- SOLICITUD ESCRITA 1:
Responde según el fragmento:
(a) ¿Qué presidencia fabricó paso a paso las pruebas que debían justificar su actuación?
(b) ¿A qué juego se parece la amenaza del ejecutivo italiano de violar la constitución?
(c) ¿A qué estado ha llevado la cosa pública la confusión entre política y poder?
- SOLICITUD ESCRITA 2: Reproduce sin cambios el tramo del fragmento que comienza en las palabras "La confusión entre" y termina después de "de la impotencia.".

- FRAGMENTO SELECCIONADO:

_ _ _ _ _ _ _

Lo que ella vio y previó, se ha convertido en una experiencia masiva. Basta pensar en aquellos millones de personas que en 2002, en todo el mundo, promovieron y participaron en grandes manifestaciones pacíficas para convencer a los Estados Unidos de que no se lanzara a la aventura de la guerra de Iraq. Nunca, ni siquiera en los tiempos del Vietnam, se había visto semejante concierto de voluntades en torno a un fin justo y sensato que, sin embargo, no fue alcanzado. En cambio, Arendt no conoció otro tipo de impotencia, que ahora nos toca vivir, ante un poder político que destruye las bases mismas de su legitimidad. El poder destructor me expulsa de mi sitio, de nuestro sitio, que era el de reconocer (o no reconocer) su legitimidad. Un ejemplo de ello lo dio la presidencia Bush fabricando paso a paso las pruebas que debían justificar su actuación. En Italia, el ejecutivo se crea una legitimidad ficticia con leyes ad hoc y mantiene suspendida sobre nuestras cabezas la amenaza de violar la constitución, amenaza ahora dicha, ahora contradicha, en un juego que se parece al del gato y el ratón.

La confusión entre política y poder se ha vuelto extrema tanto en las prácticas políticas como en nuestras cabezas o en el lenguaje y en la doctrina, y ha llevado la cosa pública a un estado de agonía.
Mi aportación intenta una modificación de la mirada y del lenguaje para que nos demos cuenta de la confusión de la que hablaba, y para que la capacidad de actuar políticamente ocupe el lugar de la sumisión y de la impotencia.

_ _ _ _ _ _ _

- FILAS DEL CONJUNTO:
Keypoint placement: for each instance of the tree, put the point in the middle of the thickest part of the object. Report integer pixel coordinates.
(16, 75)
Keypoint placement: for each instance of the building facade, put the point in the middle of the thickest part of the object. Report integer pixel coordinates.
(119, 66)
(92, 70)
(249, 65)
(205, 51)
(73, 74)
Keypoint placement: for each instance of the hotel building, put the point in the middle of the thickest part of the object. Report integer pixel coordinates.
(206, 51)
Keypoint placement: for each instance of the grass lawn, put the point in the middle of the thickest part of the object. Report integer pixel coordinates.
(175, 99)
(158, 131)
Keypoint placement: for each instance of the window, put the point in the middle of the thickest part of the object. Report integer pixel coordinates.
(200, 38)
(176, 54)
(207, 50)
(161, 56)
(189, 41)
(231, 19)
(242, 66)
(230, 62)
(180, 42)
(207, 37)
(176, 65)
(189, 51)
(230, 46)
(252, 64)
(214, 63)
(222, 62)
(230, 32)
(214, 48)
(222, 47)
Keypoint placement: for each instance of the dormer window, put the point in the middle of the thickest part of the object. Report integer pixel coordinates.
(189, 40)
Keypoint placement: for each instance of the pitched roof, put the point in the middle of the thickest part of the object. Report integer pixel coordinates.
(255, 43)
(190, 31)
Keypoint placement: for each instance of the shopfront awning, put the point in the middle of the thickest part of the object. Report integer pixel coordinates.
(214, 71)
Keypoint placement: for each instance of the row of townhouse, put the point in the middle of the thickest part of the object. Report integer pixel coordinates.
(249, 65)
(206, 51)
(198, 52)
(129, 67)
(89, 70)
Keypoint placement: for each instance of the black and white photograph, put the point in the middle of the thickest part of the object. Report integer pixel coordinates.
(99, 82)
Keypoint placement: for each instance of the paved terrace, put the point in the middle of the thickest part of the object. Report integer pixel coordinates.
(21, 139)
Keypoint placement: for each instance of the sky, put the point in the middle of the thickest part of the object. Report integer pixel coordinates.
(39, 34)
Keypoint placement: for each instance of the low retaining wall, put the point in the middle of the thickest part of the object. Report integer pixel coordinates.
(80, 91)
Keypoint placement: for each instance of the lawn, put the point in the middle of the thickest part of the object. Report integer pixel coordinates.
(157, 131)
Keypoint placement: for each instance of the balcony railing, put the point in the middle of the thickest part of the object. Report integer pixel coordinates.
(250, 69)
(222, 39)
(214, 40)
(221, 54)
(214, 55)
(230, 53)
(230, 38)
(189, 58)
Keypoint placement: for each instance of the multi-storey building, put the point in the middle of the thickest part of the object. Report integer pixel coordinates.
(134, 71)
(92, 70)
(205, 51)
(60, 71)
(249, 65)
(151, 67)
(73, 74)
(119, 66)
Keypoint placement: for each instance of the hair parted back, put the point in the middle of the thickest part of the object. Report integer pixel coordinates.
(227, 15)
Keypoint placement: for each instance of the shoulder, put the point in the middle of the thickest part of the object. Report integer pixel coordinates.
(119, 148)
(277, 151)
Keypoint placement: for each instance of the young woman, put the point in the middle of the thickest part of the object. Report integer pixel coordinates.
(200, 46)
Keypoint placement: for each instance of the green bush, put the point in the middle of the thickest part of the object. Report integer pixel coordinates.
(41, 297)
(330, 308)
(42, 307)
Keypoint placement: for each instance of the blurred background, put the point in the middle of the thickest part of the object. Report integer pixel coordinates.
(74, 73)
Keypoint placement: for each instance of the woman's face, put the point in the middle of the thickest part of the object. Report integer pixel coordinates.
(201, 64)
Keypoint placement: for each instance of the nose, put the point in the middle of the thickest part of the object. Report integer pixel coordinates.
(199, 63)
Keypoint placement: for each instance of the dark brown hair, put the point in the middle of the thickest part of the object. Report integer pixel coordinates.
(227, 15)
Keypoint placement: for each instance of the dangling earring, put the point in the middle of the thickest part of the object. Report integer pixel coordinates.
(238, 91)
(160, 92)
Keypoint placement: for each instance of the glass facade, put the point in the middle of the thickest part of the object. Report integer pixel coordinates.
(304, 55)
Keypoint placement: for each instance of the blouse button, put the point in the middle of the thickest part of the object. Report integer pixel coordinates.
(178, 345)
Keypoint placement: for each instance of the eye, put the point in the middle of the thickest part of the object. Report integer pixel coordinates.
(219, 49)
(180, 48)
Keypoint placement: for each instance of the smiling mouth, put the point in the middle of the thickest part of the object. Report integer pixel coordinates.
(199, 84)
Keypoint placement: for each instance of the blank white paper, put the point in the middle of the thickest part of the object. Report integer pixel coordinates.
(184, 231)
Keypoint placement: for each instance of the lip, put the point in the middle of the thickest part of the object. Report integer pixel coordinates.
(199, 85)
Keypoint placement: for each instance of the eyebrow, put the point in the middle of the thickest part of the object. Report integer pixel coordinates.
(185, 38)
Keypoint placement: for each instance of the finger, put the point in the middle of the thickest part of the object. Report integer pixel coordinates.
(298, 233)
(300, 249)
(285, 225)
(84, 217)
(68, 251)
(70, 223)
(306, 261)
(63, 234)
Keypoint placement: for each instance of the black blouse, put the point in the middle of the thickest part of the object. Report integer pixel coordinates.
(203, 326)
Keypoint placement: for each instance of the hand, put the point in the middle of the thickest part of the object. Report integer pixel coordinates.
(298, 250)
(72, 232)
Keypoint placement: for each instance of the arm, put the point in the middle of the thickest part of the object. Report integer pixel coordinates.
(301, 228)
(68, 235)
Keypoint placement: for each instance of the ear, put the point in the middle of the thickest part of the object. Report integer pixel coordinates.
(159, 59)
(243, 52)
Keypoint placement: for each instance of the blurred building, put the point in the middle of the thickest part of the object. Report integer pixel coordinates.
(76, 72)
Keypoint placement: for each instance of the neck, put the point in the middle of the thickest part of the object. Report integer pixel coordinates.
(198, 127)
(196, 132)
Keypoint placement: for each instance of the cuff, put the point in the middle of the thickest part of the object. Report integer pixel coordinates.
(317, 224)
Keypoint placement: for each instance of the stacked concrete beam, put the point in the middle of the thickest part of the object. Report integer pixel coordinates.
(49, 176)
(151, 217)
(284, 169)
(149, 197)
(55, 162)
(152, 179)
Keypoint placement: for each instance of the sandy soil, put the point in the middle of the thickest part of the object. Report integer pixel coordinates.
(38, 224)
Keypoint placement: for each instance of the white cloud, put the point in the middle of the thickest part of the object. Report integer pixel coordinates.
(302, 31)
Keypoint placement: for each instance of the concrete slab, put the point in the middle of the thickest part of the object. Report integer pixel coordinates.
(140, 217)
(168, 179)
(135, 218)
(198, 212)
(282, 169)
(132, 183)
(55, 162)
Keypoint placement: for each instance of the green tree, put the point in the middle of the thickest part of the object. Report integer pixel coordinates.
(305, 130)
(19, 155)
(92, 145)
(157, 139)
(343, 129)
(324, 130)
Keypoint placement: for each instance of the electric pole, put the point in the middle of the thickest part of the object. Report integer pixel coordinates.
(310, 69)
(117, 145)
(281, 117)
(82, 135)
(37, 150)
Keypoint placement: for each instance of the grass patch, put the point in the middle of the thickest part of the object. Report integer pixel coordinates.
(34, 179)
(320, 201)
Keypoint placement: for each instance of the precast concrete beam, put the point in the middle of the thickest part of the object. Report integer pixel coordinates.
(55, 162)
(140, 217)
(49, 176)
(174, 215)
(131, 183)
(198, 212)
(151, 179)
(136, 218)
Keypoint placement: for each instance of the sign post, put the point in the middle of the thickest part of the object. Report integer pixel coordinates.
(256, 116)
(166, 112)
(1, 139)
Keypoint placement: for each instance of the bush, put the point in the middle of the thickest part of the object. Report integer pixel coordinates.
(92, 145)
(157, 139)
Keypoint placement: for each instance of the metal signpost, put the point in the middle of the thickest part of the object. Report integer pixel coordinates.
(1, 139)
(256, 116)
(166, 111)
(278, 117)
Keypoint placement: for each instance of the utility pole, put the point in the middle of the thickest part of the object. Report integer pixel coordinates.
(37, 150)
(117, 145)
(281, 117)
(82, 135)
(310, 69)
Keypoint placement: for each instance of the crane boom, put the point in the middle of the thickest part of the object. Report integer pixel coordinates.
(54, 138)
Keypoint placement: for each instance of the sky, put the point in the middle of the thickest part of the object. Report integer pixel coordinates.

_ _ _ _ _ _ _

- RESULTADO DE LA TAREA 1:
(a) La presidencia Bush.
(b) Al juego del gato y el ratón.
(c) A un estado de agonía.

- RESULTADO DE LA TAREA 2:
La confusión entre política y poder se ha vuelto extrema tanto en las prácticas políticas como en nuestras cabezas o en el lenguaje y en la doctrina, y ha llevado la cosa pública a un estado de agonía.
Mi aportación intenta una modificación de la mirada y del lenguaje para que nos demos cuenta de la confusión de la que hablaba, y para que la capacidad de actuar políticamente ocupe el lugar de la sumisión y de la impotencia.